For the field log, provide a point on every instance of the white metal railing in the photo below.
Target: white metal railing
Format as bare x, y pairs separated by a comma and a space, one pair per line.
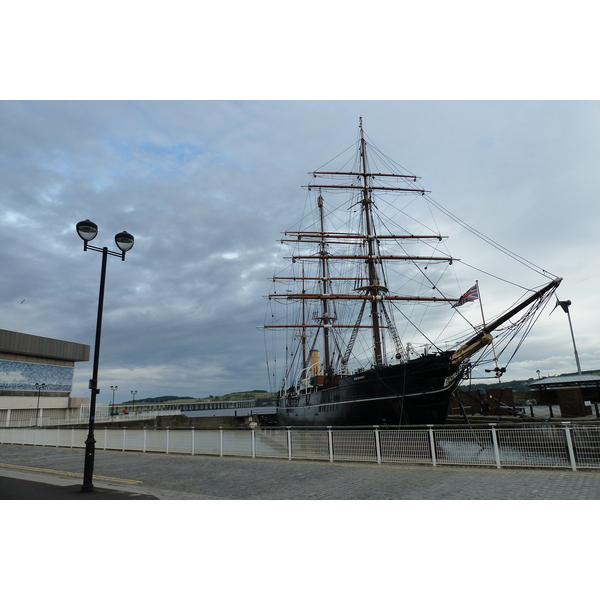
558, 445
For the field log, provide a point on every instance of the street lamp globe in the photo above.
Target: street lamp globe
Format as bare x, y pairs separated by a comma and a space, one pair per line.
124, 241
87, 230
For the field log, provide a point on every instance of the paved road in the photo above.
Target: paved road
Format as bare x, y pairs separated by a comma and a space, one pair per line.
171, 477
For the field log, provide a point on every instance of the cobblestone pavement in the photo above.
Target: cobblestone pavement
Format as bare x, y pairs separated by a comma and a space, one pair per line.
180, 477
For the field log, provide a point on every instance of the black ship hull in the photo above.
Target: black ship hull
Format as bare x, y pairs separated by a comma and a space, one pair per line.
413, 393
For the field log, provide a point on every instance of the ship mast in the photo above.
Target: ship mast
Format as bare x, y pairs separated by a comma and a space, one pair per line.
373, 286
325, 319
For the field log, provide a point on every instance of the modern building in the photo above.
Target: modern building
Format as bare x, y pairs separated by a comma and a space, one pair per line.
576, 395
36, 379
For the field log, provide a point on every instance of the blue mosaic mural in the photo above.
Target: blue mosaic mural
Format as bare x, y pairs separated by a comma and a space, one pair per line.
16, 375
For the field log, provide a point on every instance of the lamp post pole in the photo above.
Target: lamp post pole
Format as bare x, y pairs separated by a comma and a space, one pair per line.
114, 388
564, 304
39, 387
87, 231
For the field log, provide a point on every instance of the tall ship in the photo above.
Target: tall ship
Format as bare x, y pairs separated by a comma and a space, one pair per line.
353, 301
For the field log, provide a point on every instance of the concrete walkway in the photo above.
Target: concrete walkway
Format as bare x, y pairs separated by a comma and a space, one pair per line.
129, 475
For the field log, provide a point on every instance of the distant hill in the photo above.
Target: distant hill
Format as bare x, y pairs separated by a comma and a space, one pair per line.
261, 397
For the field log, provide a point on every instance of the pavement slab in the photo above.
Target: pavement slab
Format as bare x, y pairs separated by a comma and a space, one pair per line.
137, 475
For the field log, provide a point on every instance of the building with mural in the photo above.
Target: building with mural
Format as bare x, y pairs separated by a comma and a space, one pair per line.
36, 379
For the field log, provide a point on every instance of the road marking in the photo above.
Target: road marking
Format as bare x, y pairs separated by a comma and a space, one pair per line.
69, 473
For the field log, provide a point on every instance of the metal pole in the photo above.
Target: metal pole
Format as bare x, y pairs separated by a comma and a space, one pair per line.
90, 442
574, 346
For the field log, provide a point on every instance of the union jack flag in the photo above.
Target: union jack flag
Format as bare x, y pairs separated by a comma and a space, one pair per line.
470, 295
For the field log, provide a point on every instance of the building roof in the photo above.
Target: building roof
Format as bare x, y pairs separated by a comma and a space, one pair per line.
32, 345
567, 381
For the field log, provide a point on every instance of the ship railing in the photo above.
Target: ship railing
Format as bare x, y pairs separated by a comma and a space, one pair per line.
554, 445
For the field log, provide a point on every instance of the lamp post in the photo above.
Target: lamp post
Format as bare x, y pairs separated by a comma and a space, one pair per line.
114, 388
87, 231
39, 387
564, 304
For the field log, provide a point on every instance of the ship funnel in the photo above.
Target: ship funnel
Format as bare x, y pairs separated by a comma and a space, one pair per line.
314, 363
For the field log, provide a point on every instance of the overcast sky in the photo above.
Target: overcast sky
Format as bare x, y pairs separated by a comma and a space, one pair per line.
207, 187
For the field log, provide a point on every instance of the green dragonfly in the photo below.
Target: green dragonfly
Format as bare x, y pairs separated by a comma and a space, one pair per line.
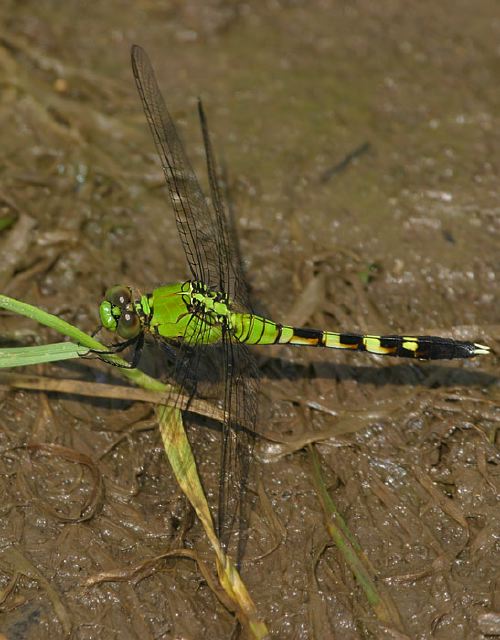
212, 308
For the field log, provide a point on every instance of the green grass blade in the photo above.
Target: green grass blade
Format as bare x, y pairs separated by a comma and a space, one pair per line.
379, 600
174, 437
23, 356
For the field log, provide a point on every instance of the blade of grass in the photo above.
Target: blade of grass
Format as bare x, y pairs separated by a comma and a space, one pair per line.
181, 459
178, 451
23, 356
352, 552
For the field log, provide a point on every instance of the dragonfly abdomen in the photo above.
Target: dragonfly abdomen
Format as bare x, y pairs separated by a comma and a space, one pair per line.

**Task instructions**: Reproduce all of the records above word for word, leaving out the pictures.

**Response to this task**:
For the field log, provide a point on every instance of the white metal railing in the photo below.
Target: white metal railing
Format as bare x, y pairs separated by a comma and a space, one pair per line.
558, 445
For the field log, provide a point on every instance of the street lamp globe in the photo above.
Target: street lamp globe
Format as bare x, y pairs separated by a comma and a space, one pair per line.
124, 241
87, 230
For the field log, provide a point on every instance of the paved road in the photo above.
Target: paved road
Format as bare x, y pairs separated by a comma and a space, one pair per line.
171, 477
For the field log, provide a point on every instance of the cobblestone pavement in the photo above.
Target: cobblestone pavement
Format as bare x, y pairs separated by a comma and a space, one pair per line.
180, 477
For the field log, provide a point on every instance of the black ship hull in the photo above.
Target: black ship hull
Format as bare x, y pairs separated by a comma and a space, one pair per line.
413, 393
For the field log, provide a point on every instance of the ship mast in the photo above.
Target: ship mast
Format as bare x, y pairs separated by a comma and a space, one pair per line.
373, 286
325, 319
For the field log, provide a point on every instance of the modern building in the photo above.
Target: modern building
Format as bare x, y pairs separated by a comma and a space, one pair per line.
576, 395
36, 379
For the field log, provide a point on every instance of the blue mosaic mural in the photo above.
Target: blue mosaic mural
Format as bare x, y pairs separated by a comma and a space, one pair per line.
16, 375
For the field log, provide a point on every instance of the lamp post pole in the photo above.
Target: lamp post pole
Format as bare x, y pairs separated by a comma and a space, one pair per line.
114, 388
564, 304
39, 387
87, 231
For the field log, provide a point on every instance of the tall ship in the photo above.
Target: tall ship
Format as bare x, y pairs separated by a comma and a space, one pair per line.
353, 301
For the field log, provide a point on every instance of the concrete walkway in the photo above.
Target: concrete walkway
Format as bare x, y pairs separated by a comma and a space, one pair per line.
129, 475
For the field log, provide a point on every instance of the distant hill in the photo above.
Target: distant hill
Format as bare x, y pairs separated by a comma and a space, one pair per line.
261, 397
For the field log, provide a point on every instance of the pavement slab in the photo above.
Target: pavement slab
Format as bare x, y pairs separated by a comma and a space, one pair per line.
137, 475
For the field log, provide a point on every instance of the building with mural in the photo above.
Target: building with mural
Format as bare x, y pairs separated by a comma and a space, one pair per line.
36, 379
For the field log, provide a point on every instance of the road marking in the photo above.
Target: road marking
Format as bare x, y pairs separated by a comma and a space, one pair per line.
69, 473
For the field log, provide a point on every instance of the metal pole in the photo above.
Target: metal pole
Format as bare x, y pairs separated by a comma and a space, one pair per line.
90, 442
574, 346
For the field log, provide a point on every instance of the union jack flag in the photo above.
Target: union jack flag
Format as bare x, y pairs separated by a comma and a space, one pair per line.
470, 295
For the field log, provide a point on every instance of the building roof in the photo above.
Target: building roof
Format as bare x, y pairs separated by a comma and a space, one pair per line.
32, 345
567, 381
For the field log, provide a point on every instance of the ship railing in the photo above.
Target: ship railing
Format as bare x, y pairs separated by a comma and a space, one pair per line.
554, 445
For the field log, provide a point on every instance of the lamp post in the photo above.
Target: lamp post
Format as bare x, y pairs separated by a comma and a space, one pair per line.
114, 388
87, 231
39, 387
564, 304
For the field log, provide a point on every instance of the ship funnel in the photo above.
Target: ship funnel
Format as bare x, y pairs separated by a comma and a space, one pair per line.
314, 363
For the field log, provide a point on every instance of the overcast sky in the photo above.
Target: overcast sky
Format as bare x, y pairs separated by a comma and a space, one pair per line.
207, 187
For the field log, provide a point on every instance of the green dragonfly in the photo below.
Target: green dragonfly
Format as bare x, y pairs separated by a comma and a space, one pair per line.
212, 308
For the field log, provide a point on every instance of the green grass blade in the photo above.
Target: green grass blade
Format as bare x, y pairs separated by a comma and a space, one pair per line.
379, 600
174, 437
23, 356
For the field log, provide a point on every instance of the blade of grass in the photo above.
Target: blade of grass
Format as bare x, y pairs separated by a comma and a space, one pair per line.
181, 459
178, 451
23, 356
352, 552
For the field log, provide a point on every instance of the dragonfly abdomen in the photo above.
Target: dragonfly abdomen
Format as bare x, y pairs separated by a comma and a space, one pair per line.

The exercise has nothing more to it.